** BEGIN Entries shown **

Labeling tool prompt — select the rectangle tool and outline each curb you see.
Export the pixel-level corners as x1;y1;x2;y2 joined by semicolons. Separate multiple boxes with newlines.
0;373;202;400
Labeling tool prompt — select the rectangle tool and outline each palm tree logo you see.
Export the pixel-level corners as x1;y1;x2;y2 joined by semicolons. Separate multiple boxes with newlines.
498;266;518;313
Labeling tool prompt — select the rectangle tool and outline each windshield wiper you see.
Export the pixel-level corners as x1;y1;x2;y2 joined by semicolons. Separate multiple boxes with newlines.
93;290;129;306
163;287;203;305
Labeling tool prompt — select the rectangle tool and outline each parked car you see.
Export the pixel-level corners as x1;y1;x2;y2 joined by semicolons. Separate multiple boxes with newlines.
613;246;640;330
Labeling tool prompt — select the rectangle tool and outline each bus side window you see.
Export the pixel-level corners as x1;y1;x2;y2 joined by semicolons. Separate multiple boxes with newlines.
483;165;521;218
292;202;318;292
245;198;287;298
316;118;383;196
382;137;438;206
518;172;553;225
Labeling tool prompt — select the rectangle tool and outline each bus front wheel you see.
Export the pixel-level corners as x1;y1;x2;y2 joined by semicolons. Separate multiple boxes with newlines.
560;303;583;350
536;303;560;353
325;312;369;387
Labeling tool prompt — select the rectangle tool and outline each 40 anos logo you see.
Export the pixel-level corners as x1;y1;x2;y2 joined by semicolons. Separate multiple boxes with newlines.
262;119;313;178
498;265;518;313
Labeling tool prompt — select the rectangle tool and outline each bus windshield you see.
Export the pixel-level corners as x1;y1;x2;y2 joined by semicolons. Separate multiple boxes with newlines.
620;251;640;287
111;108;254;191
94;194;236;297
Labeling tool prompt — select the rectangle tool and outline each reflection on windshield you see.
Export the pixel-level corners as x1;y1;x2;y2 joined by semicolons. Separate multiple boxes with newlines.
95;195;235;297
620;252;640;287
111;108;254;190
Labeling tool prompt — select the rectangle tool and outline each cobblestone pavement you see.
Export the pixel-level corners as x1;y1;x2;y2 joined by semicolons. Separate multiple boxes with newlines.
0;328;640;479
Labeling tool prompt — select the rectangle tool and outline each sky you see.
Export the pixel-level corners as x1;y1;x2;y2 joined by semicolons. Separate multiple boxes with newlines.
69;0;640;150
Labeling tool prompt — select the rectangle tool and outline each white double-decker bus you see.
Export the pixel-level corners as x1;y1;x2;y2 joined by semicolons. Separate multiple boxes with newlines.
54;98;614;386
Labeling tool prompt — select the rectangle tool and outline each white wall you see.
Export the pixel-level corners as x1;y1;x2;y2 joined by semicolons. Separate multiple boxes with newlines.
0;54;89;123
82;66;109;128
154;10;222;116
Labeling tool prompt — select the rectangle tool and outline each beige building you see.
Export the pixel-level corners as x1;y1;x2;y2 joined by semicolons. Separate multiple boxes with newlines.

** END Entries shown **

**Direction**. Could you print all of the records above again, reproducing every line word for word?

**Written answer**.
Labeling tool prompt — select the rectangle tool and outline each curb you see.
Export the pixel-level corners as x1;y1;x2;y2 joined by semicolons. Separate multiple boxes with newlines.
0;373;202;400
Labeling tool prompt — select the rectangle tool and outline each palm tree logo you see.
Export the pixel-level corners as x1;y1;x2;y2 joined by semicolons. Separate multiple boxes with newlines.
498;266;518;313
Labeling tool prompt — select the rectangle tool and outline each windshield wiper you see.
Export the pixel-level corners as x1;y1;x2;y2 joined by semicolons. Separate multiple boxes with newlines.
93;290;129;306
163;287;203;305
Labeling tool prompt — select the rectangle tool and outline each parked car you see.
Export the pixel-level corners as x1;y1;x2;y2 joined by semicolons. Separate multiple boxes with newlines.
613;246;640;330
Labeling tool prompt — select the rectangle tool and outline each bus side window you see.
Export the pixel-level corners as x1;y1;x2;y2 joined by semicolons. Separate multiple boxes with newlines.
483;165;521;218
292;202;318;292
245;198;287;298
316;118;383;196
382;137;438;206
518;172;553;225
Labeling tool prompt — select the rectangle tool and outline each bus front wheel you see.
Export the pixel-level corners as x1;y1;x2;y2 joined by semicolons. Separate multiple boxes with newlines.
560;303;583;350
536;303;560;353
325;312;369;387
Labeling tool prompt — select the rectangle tool and outline each 40 anos logo you see.
Export the pixel-level corners as x1;y1;x2;y2 joined by semicolons. Separate multiple boxes with newlines.
262;119;313;178
498;265;518;313
Labeling tool prompt — select the rectangle tool and outline each bus windshield you see.
Export the pixel-level corners as x1;y1;x2;y2 joined by semicolons. Separate multiple boxes with newlines.
620;251;640;287
111;108;254;191
94;194;236;297
Labeling tool prompt — select the rectangle tool and outline each reflection on windshield you see.
Export the pixel-level corners as x1;y1;x2;y2 joined by semicolons. Separate multiple boxes with newlines.
95;195;235;297
620;252;640;287
111;108;254;190
Labeling tool prompt — select the rectangle tool and outline each cobblestone pavement you see.
Export the pixel-level corners as x1;y1;x2;y2 joined by semicolons. Separate multiple boxes with newlines.
0;328;640;479
Labeling tool prompt — select the rectangle tool and outline each sky you see.
Export the pixel-level corners as x1;y1;x2;y2 joined by semicolons. Separate multiple boxes with newlines.
69;0;640;150
Labeling tool prompt — select the rectangle tool and outline each white double-decker bus you see.
Export the pixel-level corners as x1;y1;x2;y2 joined by semicolons. Separate multiple boxes with newlines.
54;98;614;386
Labeling tool prompt — select the rectangle tool and outline each white wall you see.
Export the pixel-level corners as x1;y1;x2;y2 joined by semicolons. Separate multiple boxes with newlines.
0;54;89;123
82;66;109;128
154;10;222;116
Labeling tool prompt — select the rectangle tool and outline each beige building you see.
Export the pixel-level corners as x1;y1;x2;y2 joined by semicolons. Separate multiple boxes with newlines.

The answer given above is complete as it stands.